- À faire: D'après le texte sur la traversée de la Manche, en combien de temps un tunnel ou un pont permettrait-il peut-être au voyageur d'aller de Charing-Cross à la gare du Nord ?
====== Texte du document ======
La Manche constitue-t-elle un obstacle comparable, par ses effets,
au désert de l’isthme égyptien ou aux sommets inaccessibles des
Alpes ? Dès aujourd’hui, la communication existe, fréquente,
assidue, entre les deux rives du détroit. Dieppe, Boulogne, Calais,
ne vivent guère que de leurs relations avec Newhaven, Folkstone
et Douvres. 600,000 voyageurs et 25,000 tonnes de marchandises,
représentant 800 millions de francs, ont traversé le détroit l’an
dernier, dans un sens ou dans l’autre. Ce n’est pas là de l’isolement. Les descendans des Bretons ne sont plus, comme leurs
pères, séparés du reste de l’univers. On s’en aperçoit chaque jour.
Tunnel ou pont n’ouvriront pas la porte à une expansion qui existe
déjà. Le voyageur leur devra peut-être la commodité de franchir
en six heures au lieu de sept heures et demie, et sans quitter le
coin de son compartiment, la distance qui sépare Charing-Cross de
la gare du Nord. Il y trouvera quelque agrément, peut-être aussi
quelque avantage si sa dépense n’en est pas sensiblement augmentée. Les colis postaux, les quelques marchandises qui vont actuellement en grande vitesse d’un pays à l’autre, préféreront peut-
être aussi la nouvelle voie.
====== Matériel recueilli ======
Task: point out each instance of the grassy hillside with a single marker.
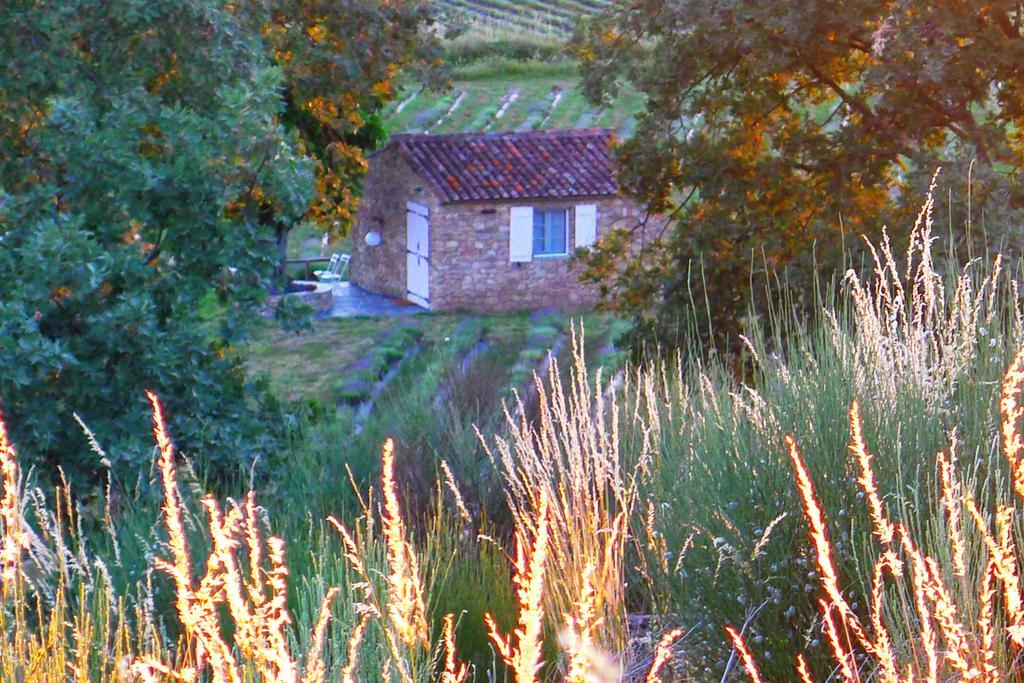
======
- Résultat de l'exercice: En six heures au lieu de sept heures et demie.